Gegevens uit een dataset
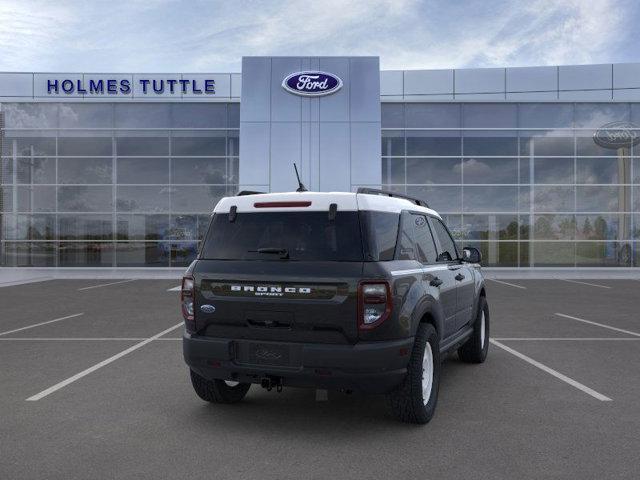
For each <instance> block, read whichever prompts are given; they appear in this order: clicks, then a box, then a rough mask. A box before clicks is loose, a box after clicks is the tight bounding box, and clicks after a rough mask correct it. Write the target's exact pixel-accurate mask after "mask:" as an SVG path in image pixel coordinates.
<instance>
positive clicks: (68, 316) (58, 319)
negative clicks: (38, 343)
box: [0, 312, 84, 335]
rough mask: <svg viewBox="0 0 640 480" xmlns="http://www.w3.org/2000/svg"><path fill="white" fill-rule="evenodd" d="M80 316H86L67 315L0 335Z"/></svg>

**WAT WORDT GEVRAAGD**. Schrijf de regels van de lijst hierboven opnieuw en vervang daarbij "negative clicks" door "excluded clicks". Laat verder alles ongewijzigd en laat de afbeeldingen weg.

**ANTWOORD**.
For each <instance> block, read whichever prompts are given; they appear in this order: clicks, then a box, then a rough mask. A box before clicks is loose, a box after clicks is the tight bounding box, and clicks after a rough mask correct it. Write the target's exact pixel-accurate mask after "mask:" as an SVG path in image pixel coordinates.
<instance>
positive clicks: (68, 316) (58, 319)
excluded clicks: (38, 343)
box: [0, 312, 84, 335]
rough mask: <svg viewBox="0 0 640 480" xmlns="http://www.w3.org/2000/svg"><path fill="white" fill-rule="evenodd" d="M80 316H86L67 315L0 335Z"/></svg>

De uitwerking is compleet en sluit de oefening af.